WHAT THE TASK ASKS
Extract all records. Keep each one exact.

Records

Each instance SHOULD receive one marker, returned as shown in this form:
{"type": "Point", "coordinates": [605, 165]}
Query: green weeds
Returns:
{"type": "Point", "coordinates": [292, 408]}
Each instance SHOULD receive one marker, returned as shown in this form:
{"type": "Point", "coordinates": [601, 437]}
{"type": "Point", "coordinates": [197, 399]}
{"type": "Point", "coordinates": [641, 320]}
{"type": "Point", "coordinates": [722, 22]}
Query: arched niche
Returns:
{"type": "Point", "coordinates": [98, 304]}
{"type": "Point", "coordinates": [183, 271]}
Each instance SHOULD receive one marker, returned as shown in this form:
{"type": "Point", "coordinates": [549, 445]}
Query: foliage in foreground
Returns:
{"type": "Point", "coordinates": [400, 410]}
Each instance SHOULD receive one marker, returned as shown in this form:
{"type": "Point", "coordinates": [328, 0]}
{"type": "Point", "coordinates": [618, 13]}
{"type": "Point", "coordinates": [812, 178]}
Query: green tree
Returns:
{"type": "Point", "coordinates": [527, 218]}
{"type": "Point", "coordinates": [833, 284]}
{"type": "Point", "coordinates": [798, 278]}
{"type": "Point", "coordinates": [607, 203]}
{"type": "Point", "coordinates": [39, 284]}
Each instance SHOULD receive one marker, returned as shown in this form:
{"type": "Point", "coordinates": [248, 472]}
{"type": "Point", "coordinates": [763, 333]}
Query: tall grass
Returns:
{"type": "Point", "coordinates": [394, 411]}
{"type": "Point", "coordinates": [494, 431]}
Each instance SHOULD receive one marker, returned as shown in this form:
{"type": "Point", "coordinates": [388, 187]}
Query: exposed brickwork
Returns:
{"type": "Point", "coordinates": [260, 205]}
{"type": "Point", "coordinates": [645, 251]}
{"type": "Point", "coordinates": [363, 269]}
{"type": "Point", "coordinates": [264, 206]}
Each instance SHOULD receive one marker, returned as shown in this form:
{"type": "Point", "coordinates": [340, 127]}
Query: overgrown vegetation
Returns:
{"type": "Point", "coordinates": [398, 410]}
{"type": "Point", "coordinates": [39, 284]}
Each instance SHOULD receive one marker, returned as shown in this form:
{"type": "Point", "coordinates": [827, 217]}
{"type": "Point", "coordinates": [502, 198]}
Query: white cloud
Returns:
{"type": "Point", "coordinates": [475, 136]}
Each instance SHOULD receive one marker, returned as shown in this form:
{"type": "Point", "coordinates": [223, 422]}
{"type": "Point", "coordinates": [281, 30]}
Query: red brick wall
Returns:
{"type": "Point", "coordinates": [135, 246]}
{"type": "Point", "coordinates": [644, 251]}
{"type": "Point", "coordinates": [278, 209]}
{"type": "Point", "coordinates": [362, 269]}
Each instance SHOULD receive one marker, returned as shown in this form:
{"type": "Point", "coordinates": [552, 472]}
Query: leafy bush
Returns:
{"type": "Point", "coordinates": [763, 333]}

OUTPUT FOR THIS EXERCISE
Each instance SHOULD receive one marker, returned as shown in this form:
{"type": "Point", "coordinates": [605, 165]}
Query: green weeds
Returns:
{"type": "Point", "coordinates": [292, 408]}
Each instance SHOULD receive one marker, returned as shown in this form:
{"type": "Point", "coordinates": [601, 437]}
{"type": "Point", "coordinates": [197, 399]}
{"type": "Point", "coordinates": [641, 320]}
{"type": "Point", "coordinates": [722, 22]}
Query: arched niche
Returns:
{"type": "Point", "coordinates": [98, 304]}
{"type": "Point", "coordinates": [183, 271]}
Each instance SHOULD receive one marker, returned as shown in this form:
{"type": "Point", "coordinates": [549, 445]}
Query: foliage in foreground
Returns:
{"type": "Point", "coordinates": [400, 410]}
Each instance SHOULD receive one marker, returned as shown in this form:
{"type": "Point", "coordinates": [328, 0]}
{"type": "Point", "coordinates": [618, 13]}
{"type": "Point", "coordinates": [812, 178]}
Query: green tree
Returns:
{"type": "Point", "coordinates": [527, 218]}
{"type": "Point", "coordinates": [833, 284]}
{"type": "Point", "coordinates": [798, 278]}
{"type": "Point", "coordinates": [607, 203]}
{"type": "Point", "coordinates": [39, 284]}
Each instance SHOULD receive one marker, returned as shown in this form:
{"type": "Point", "coordinates": [248, 472]}
{"type": "Point", "coordinates": [763, 333]}
Query: tall grass
Returns:
{"type": "Point", "coordinates": [394, 411]}
{"type": "Point", "coordinates": [494, 431]}
Each instance SHOULD receive one marker, returned as shown in this form:
{"type": "Point", "coordinates": [388, 187]}
Query: exposed brickwork
Returns:
{"type": "Point", "coordinates": [260, 205]}
{"type": "Point", "coordinates": [645, 251]}
{"type": "Point", "coordinates": [363, 269]}
{"type": "Point", "coordinates": [264, 206]}
Each instance SHOULD receive one marker, returned as shown in this form:
{"type": "Point", "coordinates": [340, 127]}
Query: overgrown vegetation
Returns:
{"type": "Point", "coordinates": [398, 410]}
{"type": "Point", "coordinates": [39, 284]}
Each instance SHOULD receive one marker, returned as shown in this form:
{"type": "Point", "coordinates": [827, 217]}
{"type": "Point", "coordinates": [502, 198]}
Query: white cloud
Returns:
{"type": "Point", "coordinates": [475, 136]}
Each instance SHOULD receive one marker, returned as shown in this form:
{"type": "Point", "coordinates": [223, 422]}
{"type": "Point", "coordinates": [281, 30]}
Query: red brick wall
Returns:
{"type": "Point", "coordinates": [135, 246]}
{"type": "Point", "coordinates": [644, 251]}
{"type": "Point", "coordinates": [278, 209]}
{"type": "Point", "coordinates": [362, 269]}
Each instance SHOULD receive one marker, returned as shown in this form:
{"type": "Point", "coordinates": [552, 472]}
Query: leafy bush
Returns:
{"type": "Point", "coordinates": [763, 333]}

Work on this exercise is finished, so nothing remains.